▶ WORK TO COMPLETE:
This exercise calls for duplicating every entry below exactly, without the images.

▶ RECORDS PROVIDED:
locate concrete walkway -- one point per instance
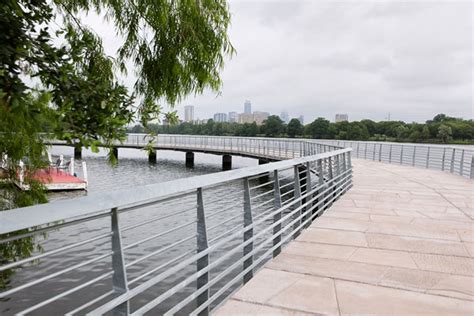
(400, 242)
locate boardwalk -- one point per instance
(399, 242)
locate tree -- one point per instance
(175, 47)
(444, 133)
(401, 132)
(63, 82)
(425, 133)
(273, 126)
(295, 128)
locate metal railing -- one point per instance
(176, 247)
(454, 159)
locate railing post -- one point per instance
(309, 198)
(390, 154)
(202, 245)
(451, 169)
(472, 168)
(248, 234)
(443, 159)
(428, 158)
(413, 157)
(277, 216)
(401, 155)
(319, 164)
(119, 278)
(298, 204)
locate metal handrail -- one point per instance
(306, 194)
(457, 160)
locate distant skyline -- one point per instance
(412, 59)
(318, 58)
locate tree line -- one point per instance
(440, 129)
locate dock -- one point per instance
(400, 242)
(56, 180)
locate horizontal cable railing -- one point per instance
(177, 247)
(457, 160)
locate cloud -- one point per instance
(318, 58)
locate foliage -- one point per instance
(444, 133)
(63, 82)
(462, 130)
(273, 126)
(318, 128)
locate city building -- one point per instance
(285, 117)
(245, 118)
(301, 119)
(259, 117)
(189, 113)
(342, 118)
(247, 107)
(220, 117)
(233, 116)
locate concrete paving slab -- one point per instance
(399, 243)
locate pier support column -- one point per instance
(77, 152)
(226, 162)
(115, 152)
(152, 156)
(189, 159)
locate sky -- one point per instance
(370, 59)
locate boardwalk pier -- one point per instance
(400, 242)
(327, 235)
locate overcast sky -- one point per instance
(367, 59)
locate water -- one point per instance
(133, 170)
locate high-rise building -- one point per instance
(220, 117)
(233, 117)
(247, 107)
(301, 119)
(189, 113)
(259, 117)
(342, 118)
(285, 117)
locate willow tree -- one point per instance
(62, 81)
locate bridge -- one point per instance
(455, 159)
(291, 232)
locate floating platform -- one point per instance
(56, 180)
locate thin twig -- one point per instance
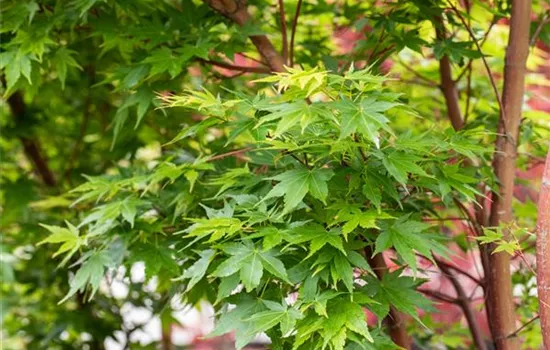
(245, 69)
(458, 269)
(543, 21)
(293, 33)
(417, 74)
(491, 79)
(282, 18)
(515, 333)
(229, 154)
(83, 127)
(468, 93)
(485, 37)
(253, 59)
(439, 296)
(466, 307)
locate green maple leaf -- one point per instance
(400, 164)
(69, 237)
(90, 273)
(157, 260)
(250, 262)
(344, 316)
(292, 114)
(295, 184)
(365, 117)
(317, 236)
(163, 60)
(396, 290)
(407, 236)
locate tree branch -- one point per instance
(500, 297)
(282, 17)
(543, 253)
(448, 85)
(244, 69)
(236, 11)
(31, 147)
(294, 25)
(487, 68)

▶ COMPLETED EXERCISE:
locate concrete walkway -- one point per instance
(400, 242)
locate boardwalk -- one point per instance
(399, 242)
locate tree -- one point per instance
(175, 47)
(444, 133)
(401, 132)
(63, 82)
(425, 133)
(273, 126)
(295, 128)
locate metal railing -- one point per instance
(176, 247)
(454, 159)
locate railing post -- one point per instance
(309, 198)
(390, 154)
(202, 245)
(451, 169)
(472, 168)
(248, 234)
(443, 159)
(428, 158)
(413, 157)
(277, 216)
(401, 155)
(319, 164)
(119, 278)
(298, 204)
locate metal handrail -- one point per instance
(306, 194)
(457, 160)
locate distant skyline -- one point per instance
(412, 59)
(318, 58)
locate tree line -- one point per instance
(440, 129)
locate dock -- one point per instance
(400, 242)
(56, 180)
locate horizontal cable railing -- one point per instance
(177, 247)
(457, 160)
locate cloud -- one point per instance
(318, 58)
locate foliage -- one point per instance
(444, 133)
(63, 82)
(462, 130)
(273, 126)
(318, 128)
locate city building -- one point per instance
(285, 117)
(245, 118)
(301, 119)
(259, 117)
(189, 113)
(342, 118)
(247, 107)
(220, 117)
(233, 116)
locate concrete paving slab -- one point per instance
(399, 243)
locate pier support column -- one point per instance
(77, 152)
(226, 162)
(115, 152)
(152, 156)
(189, 159)
locate sky -- one point per instance
(370, 59)
locate boardwalk pier -- one point per instance
(400, 242)
(327, 235)
locate overcast sky -- one point per instance
(367, 59)
locate water -- one point per instance
(133, 170)
locate high-rise building -- one point per instance
(220, 117)
(233, 117)
(247, 107)
(301, 119)
(189, 113)
(259, 117)
(342, 118)
(285, 117)
locate willow tree -- one point per instance
(62, 81)
locate bridge -- one point per instance
(455, 159)
(291, 232)
locate floating platform -- one point per instance
(56, 180)
locate thin twig -- one point per instance
(245, 69)
(458, 269)
(543, 21)
(293, 33)
(417, 74)
(491, 79)
(282, 18)
(515, 333)
(229, 154)
(83, 127)
(468, 93)
(485, 37)
(253, 59)
(439, 296)
(466, 307)
locate green maple leaf -- one point per instance
(400, 164)
(69, 237)
(90, 273)
(157, 260)
(250, 262)
(344, 316)
(292, 114)
(295, 184)
(365, 117)
(317, 236)
(163, 60)
(396, 290)
(407, 236)
locate tree branch -- one point per instance
(500, 297)
(282, 17)
(543, 253)
(448, 85)
(244, 69)
(236, 11)
(31, 147)
(294, 25)
(487, 68)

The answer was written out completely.